Abdulkadir Ubeydullah (1851, Şemdinli - 1925 Diyarbakır) was a President of the Kurdish Society for Cooperation and Progress (KTTC) and later the Society for the Rise of Kurdistan. He was a leading Kurdish intellectual and a once also a member of the Senate of the Ottoman Empire. He also took part in the uprising of Sheik Ubeydullah led by his father and was accused of having taken part in the Sheikh Said rebellion.

Early life 
The son of the notable Kurdish leader Sheikh Ubeydullah and grandson of Sheikh Taha. He was educated in the Naqshbandi tradition and his family claimed descent from Abdul Qadir Gilani. He was fluent in Kurdish, Turkish, Persian, Arabic and French. During the uprising of Sheik Ubeydullah, he was the commander of a contingent of Kurdish forces, which from October 1880 onwards on, captured several towns from the shores of Lake Urmia to the outskirts of Tabriz.

Exile 
He was exiled in 1881 after his father's unsuccessful rebellion against the Ottoman state. For some time there is little known about Abdulkadir, but in 1895 he is mentioned a member of the Committee for Union and Progress (CUP) in Constantinople. But then he was implicated in a plot to overthrow Sultan Abdul Hamid II, following which he was sent into exile to Mecca in 1896. From Mecca he traveled on the Beirut, but stayed in contact with politicians of the CUP. Enver Pasha asked for his collaboration in compelling the Kurdish tribes into acknowledging CUPs authority after the revolution of the Young Turks in 1908. It was a demand to which he agreed to.

Return to Ottoman capital 
He was a member of the Senate of the Ottoman Empire from 1910 to 1920 and then briefly President of the Ottoman Council of State. With the membership in the parliament his career in the Ottoman bureaucracy began, and after the World War I he presided over the sub-committee in the parliament.

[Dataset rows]

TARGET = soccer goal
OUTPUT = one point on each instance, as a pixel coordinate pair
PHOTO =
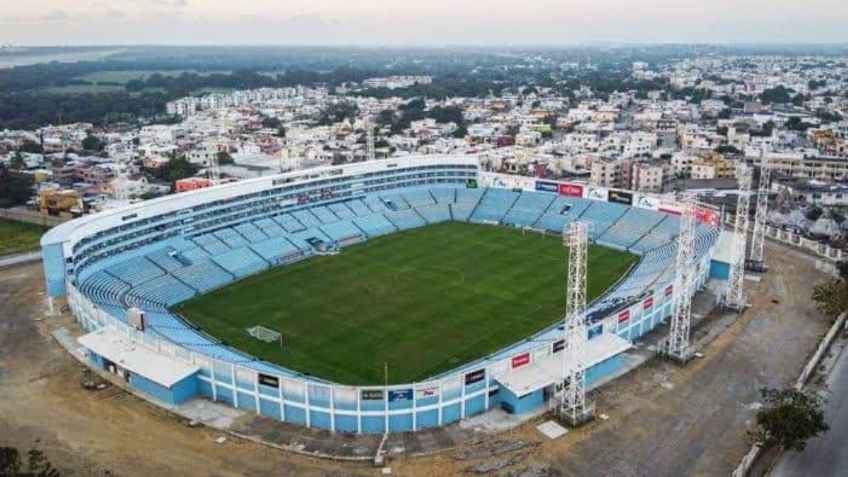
(266, 334)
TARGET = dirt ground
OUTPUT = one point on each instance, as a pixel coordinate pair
(664, 420)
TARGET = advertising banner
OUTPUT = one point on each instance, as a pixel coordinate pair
(400, 395)
(545, 186)
(372, 394)
(571, 190)
(646, 202)
(520, 360)
(268, 380)
(620, 197)
(597, 193)
(426, 391)
(707, 216)
(670, 208)
(559, 345)
(475, 376)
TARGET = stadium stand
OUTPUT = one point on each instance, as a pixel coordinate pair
(494, 205)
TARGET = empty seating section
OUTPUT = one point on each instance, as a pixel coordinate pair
(186, 266)
(231, 238)
(164, 259)
(562, 211)
(374, 225)
(250, 232)
(105, 289)
(211, 244)
(136, 271)
(444, 195)
(203, 276)
(341, 230)
(664, 232)
(269, 227)
(159, 293)
(600, 216)
(466, 201)
(275, 250)
(324, 214)
(358, 207)
(418, 198)
(394, 201)
(528, 208)
(405, 219)
(494, 205)
(435, 213)
(306, 218)
(627, 230)
(194, 255)
(289, 223)
(240, 261)
(341, 210)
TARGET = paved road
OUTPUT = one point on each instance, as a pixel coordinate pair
(825, 456)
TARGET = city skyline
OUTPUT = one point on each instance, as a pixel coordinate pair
(415, 23)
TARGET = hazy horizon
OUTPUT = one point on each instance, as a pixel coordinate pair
(409, 23)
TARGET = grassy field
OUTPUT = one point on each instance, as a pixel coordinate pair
(422, 301)
(16, 237)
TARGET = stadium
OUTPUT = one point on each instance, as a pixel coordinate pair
(384, 296)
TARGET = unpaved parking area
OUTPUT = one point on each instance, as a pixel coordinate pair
(664, 420)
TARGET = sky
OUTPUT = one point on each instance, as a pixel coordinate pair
(420, 22)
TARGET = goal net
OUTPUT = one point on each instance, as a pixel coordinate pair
(265, 334)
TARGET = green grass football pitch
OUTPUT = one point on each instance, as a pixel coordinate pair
(421, 302)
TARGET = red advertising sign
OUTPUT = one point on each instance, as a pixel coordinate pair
(571, 190)
(520, 360)
(707, 216)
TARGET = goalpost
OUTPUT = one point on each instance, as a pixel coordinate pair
(266, 334)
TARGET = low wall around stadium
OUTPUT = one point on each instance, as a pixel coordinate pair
(378, 409)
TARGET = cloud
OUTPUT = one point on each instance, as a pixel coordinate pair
(54, 15)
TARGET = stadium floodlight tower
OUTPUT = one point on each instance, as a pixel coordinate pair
(734, 297)
(759, 236)
(572, 407)
(677, 346)
(369, 139)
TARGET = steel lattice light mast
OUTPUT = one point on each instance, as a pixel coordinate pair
(734, 297)
(370, 153)
(573, 406)
(678, 347)
(759, 236)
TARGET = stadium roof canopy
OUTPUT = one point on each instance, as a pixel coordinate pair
(548, 370)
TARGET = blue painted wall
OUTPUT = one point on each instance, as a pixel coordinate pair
(720, 270)
(54, 269)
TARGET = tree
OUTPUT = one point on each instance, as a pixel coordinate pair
(813, 213)
(37, 464)
(17, 162)
(337, 112)
(789, 418)
(224, 158)
(15, 188)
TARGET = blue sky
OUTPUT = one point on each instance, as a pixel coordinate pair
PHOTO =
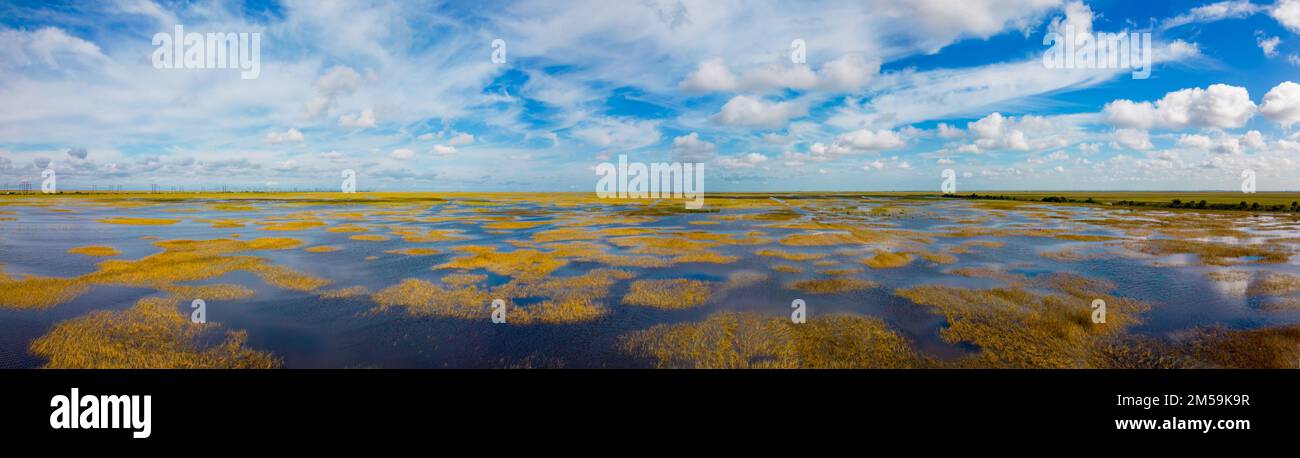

- What this exercise asks:
1: Answer these questions about the Abdulkadir Ubeydullah passage:
(a) Which languages was he fluent in?
(b) In what year was he sent into exile to Mecca?
(c) During which years was he a member of the Senate of the Ottoman Empire?
2: Resume the Abdulkadir Ubeydullah passage, writing on from its final sentence.

- The results:
1:
(a) Kurdish, Turkish, Persian, Arabic and French
(b) 1896
(c) From 1910 to 1920

2:
Kurdish activities 
Following he returned from exile to Constantinople in 1908 and became one of the founders of the KTTC and later the SAK. In 1918 Abdulkadir became president of the SAK even though Emin Ali Bedir Khan from the influential Kurdish Bedir Khan family opposed him. As such, he lobbied for an autonomous Kurdish region before the diplomats of France, Great Britain and the USA in Constantinople. The Peace Conference in Paris was discussed in the conversations. But he opposed that foreign powers were engaged in the creation of a future state in the aftermath of the defeat of the Ottoman Empire. In an interview given to the newspaper Ikdam in February 1920 Abdulkadir declared he was an adherent of an autonomous Kurdish region with a leadership elected by Kurds. He was also supportive of the achievements of Şerif Pasha (who supported an autonomous Kurdistan) at the Peace Conference in Paris. Nevertheless, the Grand vizier Damat Ferid Pasha suspected Abdul-Kadir was organizing Kurdish tribal leaders in Anatolia in preparation for independence. As his objection against a Kurdish independence was made public, the dispute between two leaders of the SAK, namely Abdulkadir and Emin Ali Bedir Khan who favored independence emerged and the SAK was dissolved. According to Robert Olson, the British intelligence reported that by 1924 Ubeydullah was the registered as the head of the Azadî office in Constantinople. He wielded great influence over the Kurdish population of Constantinople, and was described as an indispensable figure in Kurdish politics.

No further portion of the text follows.